WHAT TO WORK ON >>
Would you transcribe the records below exactly, omitting every picture?

SOURCE MATERIAL >>
Start of Block

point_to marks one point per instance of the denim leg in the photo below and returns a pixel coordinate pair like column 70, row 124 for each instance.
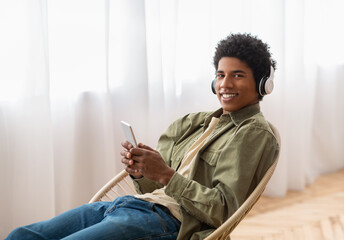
column 130, row 218
column 127, row 218
column 62, row 225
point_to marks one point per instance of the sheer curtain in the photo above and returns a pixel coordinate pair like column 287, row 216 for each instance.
column 71, row 70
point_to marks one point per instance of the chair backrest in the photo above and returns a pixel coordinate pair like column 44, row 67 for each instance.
column 227, row 227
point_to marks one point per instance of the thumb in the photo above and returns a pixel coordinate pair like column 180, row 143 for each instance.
column 141, row 145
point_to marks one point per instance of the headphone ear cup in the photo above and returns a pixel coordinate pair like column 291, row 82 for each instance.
column 266, row 84
column 213, row 86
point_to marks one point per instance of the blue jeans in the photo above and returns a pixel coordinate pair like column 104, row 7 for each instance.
column 125, row 218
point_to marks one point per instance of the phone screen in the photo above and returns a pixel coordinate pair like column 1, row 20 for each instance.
column 129, row 133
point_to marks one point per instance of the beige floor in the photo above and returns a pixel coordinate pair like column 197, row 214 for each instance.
column 315, row 213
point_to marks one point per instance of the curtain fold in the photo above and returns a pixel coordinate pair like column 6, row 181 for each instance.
column 71, row 70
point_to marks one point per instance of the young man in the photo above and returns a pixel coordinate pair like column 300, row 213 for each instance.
column 205, row 166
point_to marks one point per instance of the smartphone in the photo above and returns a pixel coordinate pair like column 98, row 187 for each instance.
column 129, row 133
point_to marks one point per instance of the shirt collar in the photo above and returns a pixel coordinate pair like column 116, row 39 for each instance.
column 244, row 113
column 237, row 117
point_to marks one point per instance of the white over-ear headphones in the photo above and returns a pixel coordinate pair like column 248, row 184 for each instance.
column 266, row 84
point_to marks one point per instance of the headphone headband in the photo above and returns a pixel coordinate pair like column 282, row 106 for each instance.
column 266, row 84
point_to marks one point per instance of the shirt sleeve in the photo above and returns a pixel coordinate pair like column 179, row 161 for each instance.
column 239, row 168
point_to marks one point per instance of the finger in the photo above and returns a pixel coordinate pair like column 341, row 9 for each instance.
column 141, row 145
column 137, row 151
column 126, row 145
column 127, row 162
column 131, row 170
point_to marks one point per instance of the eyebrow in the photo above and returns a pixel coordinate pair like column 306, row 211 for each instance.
column 235, row 71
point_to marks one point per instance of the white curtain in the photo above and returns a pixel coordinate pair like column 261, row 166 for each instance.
column 70, row 70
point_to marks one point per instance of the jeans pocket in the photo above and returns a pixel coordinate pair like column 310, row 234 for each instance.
column 118, row 202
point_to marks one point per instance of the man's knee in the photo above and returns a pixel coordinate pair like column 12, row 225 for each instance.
column 22, row 233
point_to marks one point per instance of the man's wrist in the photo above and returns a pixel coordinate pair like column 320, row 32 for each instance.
column 165, row 179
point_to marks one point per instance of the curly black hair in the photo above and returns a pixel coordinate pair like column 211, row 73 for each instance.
column 248, row 49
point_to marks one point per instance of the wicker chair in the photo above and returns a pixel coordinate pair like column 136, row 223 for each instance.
column 121, row 185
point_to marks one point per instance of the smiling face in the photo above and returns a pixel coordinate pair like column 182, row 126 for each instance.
column 235, row 84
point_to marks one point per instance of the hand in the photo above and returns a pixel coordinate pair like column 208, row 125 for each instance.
column 150, row 164
column 128, row 161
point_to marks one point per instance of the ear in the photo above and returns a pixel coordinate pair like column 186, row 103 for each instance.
column 213, row 86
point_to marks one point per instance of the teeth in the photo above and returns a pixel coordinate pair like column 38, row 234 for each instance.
column 229, row 95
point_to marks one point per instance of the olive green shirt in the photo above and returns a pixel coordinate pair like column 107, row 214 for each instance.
column 226, row 170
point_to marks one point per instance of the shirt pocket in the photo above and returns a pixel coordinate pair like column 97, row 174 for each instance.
column 210, row 156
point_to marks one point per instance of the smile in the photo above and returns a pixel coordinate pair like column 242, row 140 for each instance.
column 228, row 96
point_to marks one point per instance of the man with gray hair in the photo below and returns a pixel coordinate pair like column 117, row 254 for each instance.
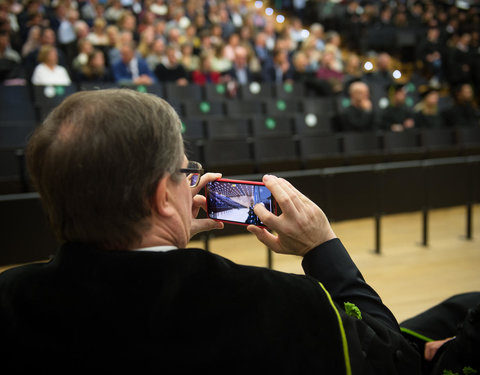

End of Block

ANSWER TO THIS EXERCISE >>
point_to marks one point per instance of the denim leg in the photo below and returns a pixel coordinate pair like column 70, row 124 for each instance.
column 130, row 218
column 127, row 218
column 62, row 225
point_to marks one point per instance of the sheer curtain in the photo above and returns a pixel coordinate pair like column 287, row 216 for each instance.
column 71, row 70
point_to marks one point per instance of the chair backrest in the photo above and returns a pixel coordinate pair like column 44, row 67 for each instance.
column 227, row 227
point_to marks one point per instance of the thumb in the photo above and returns a pixel coordinate pair like column 180, row 143 for each instance.
column 141, row 145
point_to marks one point per instance of the headphone ear cup in the photo above and returns a pixel coordinate pair like column 291, row 82 for each instance.
column 266, row 84
column 213, row 86
point_to marks one point per instance of the blue jeans in the photo above and returns a pixel coordinate pair like column 104, row 7 for each instance.
column 125, row 218
point_to marks one point per instance of the phone screen in the photo above and returns a pixel coordinate pair like column 1, row 20 for each instance.
column 129, row 133
point_to marks one point per instance of the beige floor in the photo above and returns a pixel coordinate pair like column 197, row 214 for each instance.
column 315, row 213
point_to marks one point per instance of the curtain fold in the photo above and returns a pixel coordinate pair like column 6, row 181 for each instance.
column 71, row 70
point_to marks one point per instance of the young man in the photo above and returns a pixel coordinate pair like column 300, row 213 for each instance.
column 205, row 166
point_to marks one point per instance of the smartphone in the photo above and returns a pixel coordinate pair like column 98, row 187 for each instance.
column 129, row 133
point_to marks one point per instance of the shirt collar in the photo above and returns a pixel coordinate pair like column 116, row 39 for each instance.
column 244, row 113
column 237, row 117
point_to marks one point per instance of the white over-ear headphones in the photo above and returns a pixel coordinate pair like column 248, row 184 for each instance.
column 266, row 84
point_to marks one point per instance of the headphone headband in the photo above and returns a pixel coordinate pair like column 282, row 106 for each instance.
column 266, row 84
point_to marks one point per instance of the shirt sleeve in the photo above and returns a pixel coordinate pair like column 179, row 161 for each instance.
column 239, row 168
point_to marks one point per instance of the finger in the photo above and returns a pixel coordinate pair like column 341, row 9 for each instance.
column 141, row 145
column 137, row 151
column 126, row 145
column 127, row 162
column 131, row 170
point_to marks one point per instance of the eyebrow in the photo above and returns a pixel coordinate pair like column 306, row 211 for each instance.
column 235, row 71
point_to marks one point per instance of the white curtain in the photo above and returns a pixel coordinate pair like column 261, row 166 for each instance.
column 70, row 70
point_to marks one point per instance of the jeans pocket in the photo above and returns a pixel coordinate pair like column 310, row 234 for each instance.
column 118, row 202
point_to marks one point per instance of the man's knee in the photo above and returns a pixel coordinate pair like column 12, row 225 for each instance.
column 22, row 233
point_to marks one point per instance of the man's wrist in the photo above and returns a pixel coordinate pair like column 320, row 32 for each instance.
column 165, row 179
point_to marks one point per instance of the curly black hair in the photo above and returns a pixel coordinate pair like column 211, row 73 for each instance.
column 248, row 49
point_to marks one point per instance of the wicker chair in the photo above and returns a pixel coordinate pair like column 136, row 223 for each instance.
column 121, row 185
point_to marks one point per instance of the smiling face in the photo above and returns a pixel coordinate pair like column 182, row 126 for each instance.
column 235, row 84
point_to marks one point per instance of the hand in the photo above and returns a pixel coordinate pair like column 208, row 125 for each instance.
column 150, row 164
column 128, row 161
point_to marks one point per instance of the ear in the photo above and returns a pixel coordinate pair like column 186, row 103 for each instance.
column 213, row 86
point_to marks one point per instance of the teeth in the photo above and returns a pixel coordinate pair like column 38, row 234 for each instance.
column 229, row 95
point_to marks one point per instance of the olive green shirt in the photo above and returns a pixel coordinate pair like column 107, row 214 for each instance.
column 226, row 170
point_to marks one point per instance of the shirt pocket in the photo above and returns a pixel coordinate pair like column 97, row 174 for each instance.
column 210, row 156
point_to marks one point per instance of the smile in the photo above and returns a pixel coordinate pair like column 242, row 140 for each instance.
column 228, row 96
point_to marks one point per instance of the man with gray hair in the photo below and returns a pixel coordinate pair like column 117, row 254 for each instance.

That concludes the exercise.